__Page excerpt__

Literature DB >> 35110491

Ischemic Stroke Due to Spontaneous Dissection of the Brachiocephalic to the Common Carotid Artery with a Fatal Course after Expansion to the Ascending Aorta.

Kazumasa Oura1, Mitsunobu Sato1, Mao Yamaguchi Oura1, Ryo Itabashi1, Tetsuya Maeda1.   

Abstract

Spontaneous dissection of the brachiocephalic artery is rare, and there is insufficient evidence for optimal treatment. We herein report a case of ischemic stroke due to spontaneous dissection of the brachiocephalic to the right common carotid artery. The patient was treated medically but died suddenly 18 days after the onset because of aortic dissection. Although almost all reported cases of spontaneous dissection of the brachiocephalic artery have had good outcomes with medical management, it is important to note that sudden development of aortic dissection might occur, even without initial findings suggestive of this condition.

Entities:  

Keywords:  aortic dissection; brachiocephalic artery dissection; stroke

Mesh:

Year:  2022        PMID: 35110491      PMCID: PMC9449606          DOI: 10.2169/internalmedicine.8931-21

Source DB:  PubMed          Journal:  Intern Med        ISSN: 0918-2918            Impact factor:   1.282


Introduction

Spontaneous dissection of a cervical artery is rare, with an incidence of approximately 3 per 100,000 people per year; however, this condition is one of the most common causes of juvenile stroke, accounting for 10-25% of all cases (1,2). Notably, cases with spontaneous brachiocephalic artery dissection are even less frequently reported (3-7). We herein report a case of spontaneous dissection of the brachiocephalic and the right common carotid artery (CCA) with sudden chest pain and transient left paresthesia.

Case Report

A 56-year-old man was admitted to our department 150 minutes after the onset of sudden chest pain and transient left paresthesia. He had untreated hypertension and no recent history of trauma and had smoked for 36 years. Furthermore, his brother had a history of aortic dissection. Upon admission, his neurological findings were normal, and chest pain and paresthesia had resolved. His blood pressure measurement was 94/57 mmHg without a marked difference between the right and left sides. His pulse rate was 47 beats/min, and his body temperature was 36.9°C. He was 169 cm tall and weighed 51 kg, and there were no skin or skeletal abnormalities. Electrocardiography showed no abnormalities, and contrast-enhanced computed tomography (CT) of the neck and chest revealed acute dissection involving the origin of the brachiocephalic artery (Fig. 1A) that extended into the right CCA (Fig. 1B). There were no findings suggestive of aortic dissection in the ascending aorta (Fig. 1C) or aortic arch (Fig. 1D). On carotid ultrasonography, the false lumen communicated with the true lumen at the immediately proximal segment of the internal carotid artery (ICA) (Fig. 2A, B). Blood chemistry test results showed elevated brain natriuretic peptide (88.8 ng/L), and no other abnormalities, including D-dimer concentrations, were observed. Diffusion-weighted imaging showed acute infarcts in the right frontal lobe (Fig. 3A), and magnetic resonance angiography showed no abnormalities in the intracranial arteries (Fig. 3B).
Figure 1.

Initial contrast-enhanced CT of the neck and chest. Coronal images showing arterial dissection extending from the brachiocephalic artery (A, arrow) to the right CCA (B, arrows). The true lumen (B, arrows) is seen in the arterial dissection. Axial images showing no findings suggestive of aortic dissection in the ascending aorta (C, arrow) or aortic arch (D, arrow). CT: computed tomography, CCA: common carotid artery

Figure 2.

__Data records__

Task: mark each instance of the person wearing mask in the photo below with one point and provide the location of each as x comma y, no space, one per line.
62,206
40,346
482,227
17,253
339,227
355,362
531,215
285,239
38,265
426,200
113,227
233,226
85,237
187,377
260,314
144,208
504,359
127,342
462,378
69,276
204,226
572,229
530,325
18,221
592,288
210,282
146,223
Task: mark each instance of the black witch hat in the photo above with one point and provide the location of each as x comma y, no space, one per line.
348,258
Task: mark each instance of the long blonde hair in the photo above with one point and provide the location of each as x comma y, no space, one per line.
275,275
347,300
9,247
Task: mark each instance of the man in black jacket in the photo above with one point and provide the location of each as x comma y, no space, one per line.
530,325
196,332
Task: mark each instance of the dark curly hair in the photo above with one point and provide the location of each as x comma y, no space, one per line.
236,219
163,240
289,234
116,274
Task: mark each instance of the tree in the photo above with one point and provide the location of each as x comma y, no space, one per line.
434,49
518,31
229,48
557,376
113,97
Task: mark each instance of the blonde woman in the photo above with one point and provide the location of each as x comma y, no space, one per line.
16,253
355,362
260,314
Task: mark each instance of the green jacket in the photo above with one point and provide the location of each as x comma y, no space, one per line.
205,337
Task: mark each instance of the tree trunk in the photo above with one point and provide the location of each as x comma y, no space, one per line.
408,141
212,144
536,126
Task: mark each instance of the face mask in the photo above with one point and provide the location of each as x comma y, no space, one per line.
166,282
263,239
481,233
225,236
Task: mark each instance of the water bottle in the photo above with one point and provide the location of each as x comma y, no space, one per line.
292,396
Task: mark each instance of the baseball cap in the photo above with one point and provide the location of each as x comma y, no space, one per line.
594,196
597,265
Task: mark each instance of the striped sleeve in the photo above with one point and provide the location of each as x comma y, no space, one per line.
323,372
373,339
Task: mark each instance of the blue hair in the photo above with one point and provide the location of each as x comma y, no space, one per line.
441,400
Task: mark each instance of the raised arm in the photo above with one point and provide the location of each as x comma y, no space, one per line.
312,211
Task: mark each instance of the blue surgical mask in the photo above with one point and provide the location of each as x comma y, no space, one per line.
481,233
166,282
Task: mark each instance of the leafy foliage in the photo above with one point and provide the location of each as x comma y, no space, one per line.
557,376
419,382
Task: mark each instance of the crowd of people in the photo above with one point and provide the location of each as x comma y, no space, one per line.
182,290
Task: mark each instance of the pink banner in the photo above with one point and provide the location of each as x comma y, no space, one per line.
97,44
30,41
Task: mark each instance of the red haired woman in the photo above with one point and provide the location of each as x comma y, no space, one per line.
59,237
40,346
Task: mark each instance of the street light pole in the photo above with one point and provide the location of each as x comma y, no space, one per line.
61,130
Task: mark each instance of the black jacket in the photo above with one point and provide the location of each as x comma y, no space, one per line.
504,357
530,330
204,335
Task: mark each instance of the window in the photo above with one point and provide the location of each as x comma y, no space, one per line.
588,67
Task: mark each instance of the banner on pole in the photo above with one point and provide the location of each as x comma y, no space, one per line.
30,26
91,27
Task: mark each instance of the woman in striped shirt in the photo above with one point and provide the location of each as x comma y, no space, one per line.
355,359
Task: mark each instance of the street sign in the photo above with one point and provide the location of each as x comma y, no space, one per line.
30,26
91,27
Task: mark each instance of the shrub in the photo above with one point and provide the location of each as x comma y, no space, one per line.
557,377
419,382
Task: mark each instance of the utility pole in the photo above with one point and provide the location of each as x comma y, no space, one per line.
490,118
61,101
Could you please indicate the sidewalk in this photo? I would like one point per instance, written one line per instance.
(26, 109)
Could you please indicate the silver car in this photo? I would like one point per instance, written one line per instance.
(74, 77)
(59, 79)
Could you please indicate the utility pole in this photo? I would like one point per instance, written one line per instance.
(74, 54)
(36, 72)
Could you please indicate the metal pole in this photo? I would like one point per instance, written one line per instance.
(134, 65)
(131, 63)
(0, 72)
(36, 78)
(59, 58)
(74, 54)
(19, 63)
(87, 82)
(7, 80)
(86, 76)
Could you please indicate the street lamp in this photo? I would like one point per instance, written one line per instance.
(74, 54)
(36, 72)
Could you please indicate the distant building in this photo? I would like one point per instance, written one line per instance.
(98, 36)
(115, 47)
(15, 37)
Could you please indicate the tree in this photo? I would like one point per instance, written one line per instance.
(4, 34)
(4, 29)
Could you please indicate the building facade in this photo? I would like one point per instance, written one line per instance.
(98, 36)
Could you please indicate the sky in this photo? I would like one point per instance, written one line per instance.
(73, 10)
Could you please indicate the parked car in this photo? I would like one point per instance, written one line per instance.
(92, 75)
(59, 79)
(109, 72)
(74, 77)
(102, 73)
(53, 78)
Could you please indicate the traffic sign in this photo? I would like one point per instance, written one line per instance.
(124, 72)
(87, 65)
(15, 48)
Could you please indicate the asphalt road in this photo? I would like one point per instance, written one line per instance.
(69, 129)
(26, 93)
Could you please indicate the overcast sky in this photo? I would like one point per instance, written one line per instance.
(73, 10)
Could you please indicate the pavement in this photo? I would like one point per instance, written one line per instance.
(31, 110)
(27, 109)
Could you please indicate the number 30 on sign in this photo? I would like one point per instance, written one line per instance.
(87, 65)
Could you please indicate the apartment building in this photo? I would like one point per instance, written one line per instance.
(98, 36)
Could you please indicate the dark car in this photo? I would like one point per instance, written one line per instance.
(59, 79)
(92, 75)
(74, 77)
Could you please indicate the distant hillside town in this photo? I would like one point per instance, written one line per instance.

__Description of the task__
According to the stroke case report, why do the authors warn that aortic dissection might develop suddenly, even though almost all reported cases of spontaneous brachiocephalic artery dissection did well with medical management? Answer in one to three sentences. Rely only on the stroke case report to answer.

__Output for this task__
Their own patient was treated medically but died suddenly 18 days after onset because of aortic dissection. His initial contrast-enhanced CT had shown no findings suggestive of aortic dissection in the ascending aorta or aortic arch.